**Your task**
Rewrite every line, requests included, starting with the line containing "find the cloud streak" and continuing through the end of the entries, offsetting each number in the coordinates by adding 61 to it.

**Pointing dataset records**
________________________

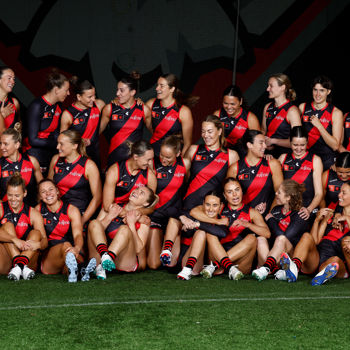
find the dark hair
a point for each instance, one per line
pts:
(16, 135)
(326, 83)
(343, 160)
(295, 191)
(173, 142)
(283, 79)
(75, 139)
(79, 86)
(298, 131)
(180, 97)
(16, 180)
(55, 79)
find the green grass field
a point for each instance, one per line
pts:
(153, 310)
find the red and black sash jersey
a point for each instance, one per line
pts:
(333, 186)
(165, 122)
(235, 127)
(242, 213)
(316, 144)
(256, 182)
(125, 124)
(208, 171)
(20, 220)
(12, 118)
(26, 168)
(170, 182)
(346, 141)
(57, 224)
(127, 182)
(301, 170)
(70, 179)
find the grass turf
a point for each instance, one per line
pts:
(153, 310)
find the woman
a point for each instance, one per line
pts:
(42, 121)
(119, 243)
(235, 118)
(64, 232)
(84, 116)
(171, 114)
(13, 161)
(76, 176)
(324, 249)
(303, 167)
(332, 180)
(9, 106)
(234, 252)
(280, 115)
(286, 227)
(260, 178)
(170, 169)
(124, 120)
(123, 177)
(323, 121)
(29, 231)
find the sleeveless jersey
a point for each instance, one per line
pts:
(256, 182)
(333, 186)
(242, 213)
(170, 182)
(20, 220)
(125, 124)
(208, 171)
(301, 170)
(12, 118)
(316, 144)
(165, 122)
(70, 179)
(26, 168)
(57, 224)
(346, 141)
(87, 123)
(127, 182)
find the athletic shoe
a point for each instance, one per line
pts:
(165, 257)
(100, 272)
(261, 273)
(27, 273)
(71, 263)
(85, 271)
(185, 274)
(107, 262)
(289, 266)
(326, 274)
(281, 275)
(15, 273)
(234, 273)
(208, 270)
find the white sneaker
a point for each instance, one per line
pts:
(208, 270)
(185, 274)
(27, 273)
(100, 272)
(289, 266)
(15, 273)
(165, 257)
(281, 275)
(261, 273)
(72, 265)
(107, 262)
(234, 273)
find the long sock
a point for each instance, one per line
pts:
(20, 260)
(226, 263)
(191, 261)
(168, 245)
(297, 262)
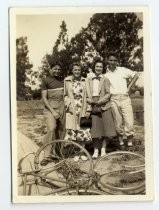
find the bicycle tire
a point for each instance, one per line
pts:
(119, 178)
(65, 169)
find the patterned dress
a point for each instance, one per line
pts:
(80, 134)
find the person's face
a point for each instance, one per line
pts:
(76, 71)
(55, 71)
(112, 62)
(98, 68)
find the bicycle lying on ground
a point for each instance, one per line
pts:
(117, 173)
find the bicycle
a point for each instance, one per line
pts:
(113, 174)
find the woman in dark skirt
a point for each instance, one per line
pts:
(98, 96)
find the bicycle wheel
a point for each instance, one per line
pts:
(121, 173)
(62, 170)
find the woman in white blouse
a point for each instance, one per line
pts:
(99, 97)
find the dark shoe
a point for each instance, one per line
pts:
(45, 161)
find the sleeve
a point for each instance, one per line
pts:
(67, 100)
(44, 84)
(105, 92)
(128, 73)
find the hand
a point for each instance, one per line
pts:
(87, 115)
(90, 101)
(98, 103)
(56, 115)
(70, 109)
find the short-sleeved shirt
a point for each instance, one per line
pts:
(52, 83)
(96, 81)
(118, 79)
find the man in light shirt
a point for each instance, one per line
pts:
(120, 101)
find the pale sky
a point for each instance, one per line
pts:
(42, 31)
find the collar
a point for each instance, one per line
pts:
(97, 77)
(108, 71)
(71, 79)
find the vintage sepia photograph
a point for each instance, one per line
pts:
(81, 119)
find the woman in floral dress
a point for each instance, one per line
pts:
(76, 107)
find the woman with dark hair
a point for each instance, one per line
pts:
(76, 107)
(98, 97)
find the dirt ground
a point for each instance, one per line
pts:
(33, 126)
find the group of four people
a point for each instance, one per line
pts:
(103, 96)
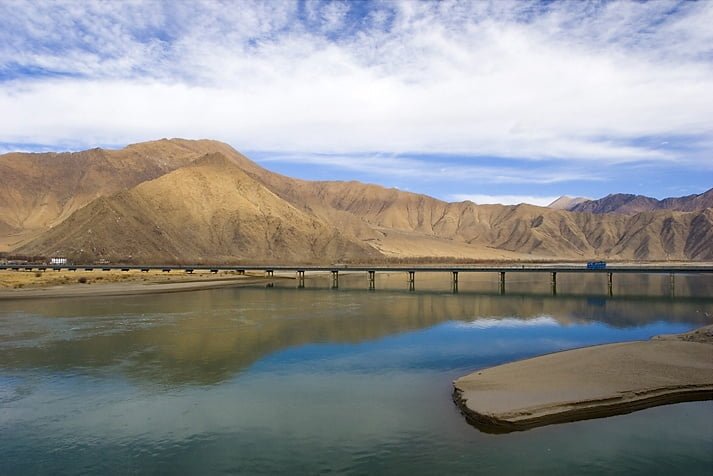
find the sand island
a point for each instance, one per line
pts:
(591, 382)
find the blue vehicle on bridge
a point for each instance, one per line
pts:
(596, 265)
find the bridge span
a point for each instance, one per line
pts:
(371, 271)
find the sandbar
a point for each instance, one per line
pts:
(590, 382)
(126, 288)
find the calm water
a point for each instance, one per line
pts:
(285, 380)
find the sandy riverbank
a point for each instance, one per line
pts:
(53, 284)
(591, 382)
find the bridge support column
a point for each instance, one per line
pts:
(335, 279)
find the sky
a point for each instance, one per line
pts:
(496, 102)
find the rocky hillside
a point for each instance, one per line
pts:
(626, 203)
(202, 201)
(208, 211)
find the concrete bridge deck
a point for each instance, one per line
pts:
(645, 269)
(371, 271)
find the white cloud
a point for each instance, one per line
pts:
(505, 199)
(573, 81)
(429, 169)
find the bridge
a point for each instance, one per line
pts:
(269, 270)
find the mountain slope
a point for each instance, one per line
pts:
(40, 190)
(224, 207)
(567, 203)
(208, 211)
(627, 203)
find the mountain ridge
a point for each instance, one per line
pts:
(261, 215)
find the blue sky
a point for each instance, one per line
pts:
(491, 101)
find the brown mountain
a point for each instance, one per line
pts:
(626, 203)
(210, 203)
(38, 191)
(567, 203)
(208, 211)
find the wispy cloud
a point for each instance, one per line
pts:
(569, 81)
(429, 169)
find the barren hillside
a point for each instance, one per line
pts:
(205, 212)
(178, 200)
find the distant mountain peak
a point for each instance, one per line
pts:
(566, 202)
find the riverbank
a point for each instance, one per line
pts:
(52, 284)
(591, 382)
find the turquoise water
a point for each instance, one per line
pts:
(305, 381)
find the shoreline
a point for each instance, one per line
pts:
(589, 382)
(73, 290)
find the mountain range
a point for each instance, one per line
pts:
(173, 201)
(631, 204)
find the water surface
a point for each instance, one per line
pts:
(315, 380)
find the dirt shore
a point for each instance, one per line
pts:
(53, 284)
(591, 382)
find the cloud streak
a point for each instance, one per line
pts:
(569, 81)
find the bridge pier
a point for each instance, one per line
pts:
(335, 279)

________________________

**Written solution**
find the cloud streak
a point for each instance, one per line
pts:
(630, 142)
find the bridge pier
a point for each instance, one per line
pts:
(396, 340)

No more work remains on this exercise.